§ **GIVEN ENTRIES**:
★ ★ ★ ★ ★

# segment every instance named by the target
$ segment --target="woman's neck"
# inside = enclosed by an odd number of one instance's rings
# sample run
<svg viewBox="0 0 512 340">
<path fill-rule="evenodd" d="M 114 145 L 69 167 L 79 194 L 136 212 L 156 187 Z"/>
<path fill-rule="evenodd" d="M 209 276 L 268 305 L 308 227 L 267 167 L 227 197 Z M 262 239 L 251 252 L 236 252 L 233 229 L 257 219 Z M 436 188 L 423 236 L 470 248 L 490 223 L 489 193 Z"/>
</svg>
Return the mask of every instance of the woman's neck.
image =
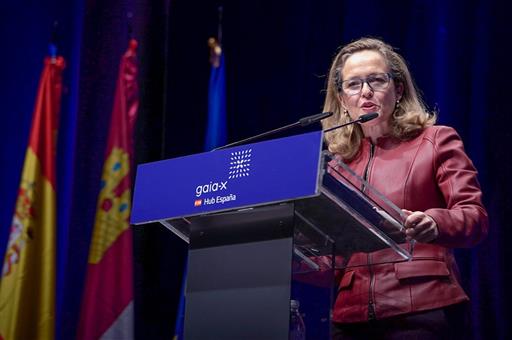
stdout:
<svg viewBox="0 0 512 340">
<path fill-rule="evenodd" d="M 364 124 L 362 124 L 361 127 L 363 128 L 364 136 L 370 138 L 374 144 L 377 142 L 379 137 L 389 135 L 391 132 L 389 124 L 381 123 L 373 126 L 364 126 Z"/>
</svg>

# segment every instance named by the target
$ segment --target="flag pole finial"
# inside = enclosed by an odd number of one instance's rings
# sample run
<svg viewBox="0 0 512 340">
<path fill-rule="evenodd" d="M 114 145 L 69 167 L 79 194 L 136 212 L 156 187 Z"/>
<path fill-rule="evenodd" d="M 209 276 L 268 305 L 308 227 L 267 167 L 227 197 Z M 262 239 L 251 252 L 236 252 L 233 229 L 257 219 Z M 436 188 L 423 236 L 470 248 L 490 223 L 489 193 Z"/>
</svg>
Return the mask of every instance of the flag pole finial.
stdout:
<svg viewBox="0 0 512 340">
<path fill-rule="evenodd" d="M 213 67 L 219 67 L 222 47 L 214 37 L 208 39 L 208 47 L 210 47 L 210 64 L 212 64 Z"/>
<path fill-rule="evenodd" d="M 210 37 L 208 39 L 208 47 L 210 47 L 210 64 L 217 68 L 220 65 L 220 57 L 222 55 L 222 14 L 224 8 L 217 7 L 217 38 Z"/>
</svg>

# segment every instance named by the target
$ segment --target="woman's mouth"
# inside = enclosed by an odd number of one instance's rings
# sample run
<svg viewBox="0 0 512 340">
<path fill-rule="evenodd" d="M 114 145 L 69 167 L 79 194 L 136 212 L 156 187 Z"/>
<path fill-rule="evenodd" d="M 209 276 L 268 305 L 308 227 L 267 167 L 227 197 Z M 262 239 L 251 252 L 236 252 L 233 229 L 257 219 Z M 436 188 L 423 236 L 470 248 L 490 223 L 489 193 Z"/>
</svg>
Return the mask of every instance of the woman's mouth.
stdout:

★ ★ ★ ★ ★

Once the pictures are removed, reproduce the remaining entries above exactly.

# segment every instance named by the target
$ segment --target="woman's neck"
# inside = enclosed by an odd number of one instance's rings
# sample run
<svg viewBox="0 0 512 340">
<path fill-rule="evenodd" d="M 114 145 L 69 167 L 79 194 L 136 212 L 156 187 Z"/>
<path fill-rule="evenodd" d="M 209 276 L 268 305 L 308 227 L 267 167 L 227 197 Z M 262 239 L 251 252 L 236 252 L 233 229 L 257 219 Z M 436 188 L 423 236 L 470 248 L 490 223 L 489 193 Z"/>
</svg>
Return the mask of every instance of the woman's neck.
image =
stdout:
<svg viewBox="0 0 512 340">
<path fill-rule="evenodd" d="M 364 124 L 362 124 L 361 127 L 363 128 L 364 136 L 370 138 L 374 144 L 377 142 L 379 137 L 389 135 L 391 132 L 389 124 L 381 123 L 373 126 L 364 126 Z"/>
</svg>

# segment every instance named by the target
$ segment --target="flag pole finial"
# inside = enclosed by an odd number of one instance's rings
# sample run
<svg viewBox="0 0 512 340">
<path fill-rule="evenodd" d="M 114 145 L 69 167 L 79 194 L 136 212 L 156 187 Z"/>
<path fill-rule="evenodd" d="M 209 276 L 268 305 L 308 227 L 267 167 L 227 197 Z M 262 239 L 251 252 L 236 252 L 233 229 L 257 219 Z M 436 188 L 423 236 L 470 248 L 490 223 L 489 193 Z"/>
</svg>
Return the mask of every instance of the flag pole finial.
stdout:
<svg viewBox="0 0 512 340">
<path fill-rule="evenodd" d="M 213 67 L 219 67 L 222 47 L 214 37 L 208 39 L 208 47 L 210 47 L 210 64 L 212 64 Z"/>
<path fill-rule="evenodd" d="M 210 37 L 208 39 L 208 47 L 210 47 L 210 64 L 217 68 L 220 65 L 220 57 L 222 55 L 222 14 L 224 8 L 217 7 L 217 38 Z"/>
</svg>

# segment every instance named by the target
$ segment --target="woman's mouth"
# inside = enclosed by an odd number of one instance's rings
# sample run
<svg viewBox="0 0 512 340">
<path fill-rule="evenodd" d="M 114 145 L 69 167 L 79 194 L 136 212 L 156 187 Z"/>
<path fill-rule="evenodd" d="M 209 276 L 268 305 L 308 227 L 267 167 L 227 197 Z M 262 239 L 251 252 L 236 252 L 233 229 L 257 219 Z M 436 188 L 423 236 L 470 248 L 490 223 L 489 193 Z"/>
</svg>
Return the mask of every instance of the woman's mouth.
stdout:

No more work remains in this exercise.